__DIRECTIONS__:
The full listing, excluding its pictures, should be printed exactly as it stands.

__DATA SECTION__:
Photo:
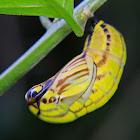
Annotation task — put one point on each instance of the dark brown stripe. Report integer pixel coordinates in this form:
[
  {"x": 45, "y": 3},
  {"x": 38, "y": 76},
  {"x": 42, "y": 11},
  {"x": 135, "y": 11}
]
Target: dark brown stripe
[
  {"x": 62, "y": 88},
  {"x": 61, "y": 81},
  {"x": 78, "y": 65},
  {"x": 81, "y": 76},
  {"x": 102, "y": 61}
]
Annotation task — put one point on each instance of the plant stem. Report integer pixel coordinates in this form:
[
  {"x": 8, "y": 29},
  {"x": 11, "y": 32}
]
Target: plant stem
[{"x": 57, "y": 32}]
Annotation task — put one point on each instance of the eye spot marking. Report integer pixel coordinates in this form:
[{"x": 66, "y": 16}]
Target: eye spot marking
[
  {"x": 103, "y": 25},
  {"x": 105, "y": 30},
  {"x": 44, "y": 100},
  {"x": 52, "y": 99}
]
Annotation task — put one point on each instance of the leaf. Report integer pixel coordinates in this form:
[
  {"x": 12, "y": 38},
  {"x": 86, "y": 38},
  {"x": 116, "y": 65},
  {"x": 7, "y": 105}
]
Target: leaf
[{"x": 49, "y": 8}]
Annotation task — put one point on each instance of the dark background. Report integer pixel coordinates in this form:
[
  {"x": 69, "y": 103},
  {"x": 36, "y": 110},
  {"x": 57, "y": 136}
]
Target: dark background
[{"x": 119, "y": 119}]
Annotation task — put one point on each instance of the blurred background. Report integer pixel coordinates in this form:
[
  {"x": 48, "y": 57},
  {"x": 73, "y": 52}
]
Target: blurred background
[{"x": 119, "y": 119}]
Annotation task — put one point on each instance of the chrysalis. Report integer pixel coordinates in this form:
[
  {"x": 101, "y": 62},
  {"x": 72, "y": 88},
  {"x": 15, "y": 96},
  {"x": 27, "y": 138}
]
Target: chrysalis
[{"x": 86, "y": 83}]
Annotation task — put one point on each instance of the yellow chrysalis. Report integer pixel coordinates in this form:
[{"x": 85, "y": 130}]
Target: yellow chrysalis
[{"x": 86, "y": 83}]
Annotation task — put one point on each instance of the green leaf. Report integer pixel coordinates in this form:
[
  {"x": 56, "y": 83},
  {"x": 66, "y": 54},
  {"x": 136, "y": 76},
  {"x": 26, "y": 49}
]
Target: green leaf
[
  {"x": 49, "y": 8},
  {"x": 28, "y": 7}
]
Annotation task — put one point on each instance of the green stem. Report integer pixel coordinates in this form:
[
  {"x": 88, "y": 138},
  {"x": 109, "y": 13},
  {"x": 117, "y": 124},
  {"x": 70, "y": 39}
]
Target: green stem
[{"x": 57, "y": 32}]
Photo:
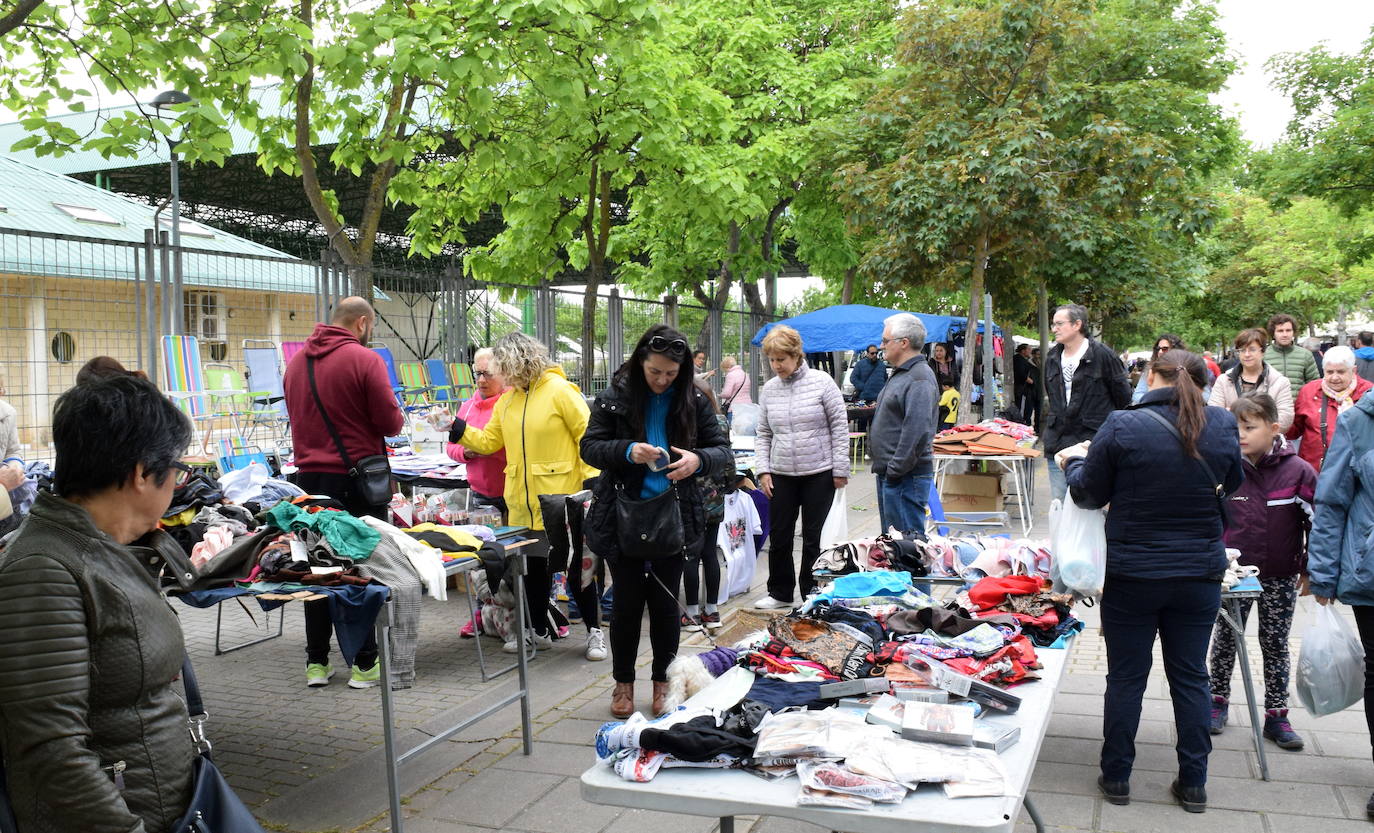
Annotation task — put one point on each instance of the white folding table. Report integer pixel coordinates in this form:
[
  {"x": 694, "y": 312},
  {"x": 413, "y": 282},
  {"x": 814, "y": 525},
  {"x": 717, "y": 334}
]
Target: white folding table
[{"x": 726, "y": 793}]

__ANSWER BOX__:
Photo:
Annotation task — put one point on each instance of the dark brown stripe. Report integer pixel coordinates in this form:
[
  {"x": 45, "y": 3},
  {"x": 38, "y": 76},
  {"x": 42, "y": 11},
  {"x": 135, "y": 11}
]
Target: dark brown stripe
[
  {"x": 62, "y": 88},
  {"x": 61, "y": 81},
  {"x": 78, "y": 65},
  {"x": 81, "y": 76},
  {"x": 102, "y": 61}
]
Annotation task — put one point on each instance of the plant stem. Report integer pixel coordinates in this form:
[
  {"x": 8, "y": 29},
  {"x": 11, "y": 32}
]
Target: plant stem
[{"x": 57, "y": 32}]
Annotation task — put one point on each instance of the eye spot marking. Report integer pixel coordinates in this form:
[{"x": 66, "y": 16}]
Target: eye spot marking
[
  {"x": 103, "y": 25},
  {"x": 105, "y": 30},
  {"x": 44, "y": 100},
  {"x": 52, "y": 99}
]
Annotation task — put one point on each instance of the leaf. Report integer pixel coordinates in this form:
[
  {"x": 12, "y": 38},
  {"x": 86, "y": 38},
  {"x": 116, "y": 65},
  {"x": 7, "y": 105}
]
Target: leaf
[{"x": 49, "y": 8}]
Annotation task — put one point on each instance of the dark background. Report integer pixel coordinates in this form:
[
  {"x": 69, "y": 103},
  {"x": 36, "y": 110},
  {"x": 57, "y": 136}
]
Target: dark background
[{"x": 119, "y": 119}]
Annotation task — put one point on each instance of the blurred background. Report integer pixel coordinates in this form:
[
  {"x": 48, "y": 57},
  {"x": 73, "y": 52}
]
Target: blurred background
[{"x": 119, "y": 119}]
Annotation task — put one point on each instance of the chrysalis. Report integer pixel coordinates in this form:
[
  {"x": 101, "y": 62},
  {"x": 72, "y": 88},
  {"x": 15, "y": 96},
  {"x": 27, "y": 138}
]
Target: chrysalis
[{"x": 86, "y": 83}]
Annotation task — put one point on each instance of the yellow chrysalis. Report integer pixel coordinates in this form:
[{"x": 85, "y": 130}]
Target: yellow chrysalis
[{"x": 86, "y": 83}]
Annotation task — put one point on each instance of the green leaf. Report integer pixel coordinates in this form:
[
  {"x": 56, "y": 83},
  {"x": 66, "y": 54},
  {"x": 136, "y": 76},
  {"x": 26, "y": 49}
]
Target: green leaf
[
  {"x": 49, "y": 8},
  {"x": 28, "y": 7}
]
Annotation task — put one point on each instance of the green stem. Report integer pixel coordinates in this form:
[
  {"x": 88, "y": 138},
  {"x": 109, "y": 13},
  {"x": 117, "y": 124},
  {"x": 70, "y": 39}
]
Target: green stem
[{"x": 57, "y": 32}]
Photo:
Annotation task — put one point on each instance of the white folding table. Report integer pixel coordinates in this form:
[
  {"x": 694, "y": 312},
  {"x": 413, "y": 282},
  {"x": 814, "y": 525},
  {"x": 717, "y": 334}
]
Target: white folding table
[{"x": 726, "y": 793}]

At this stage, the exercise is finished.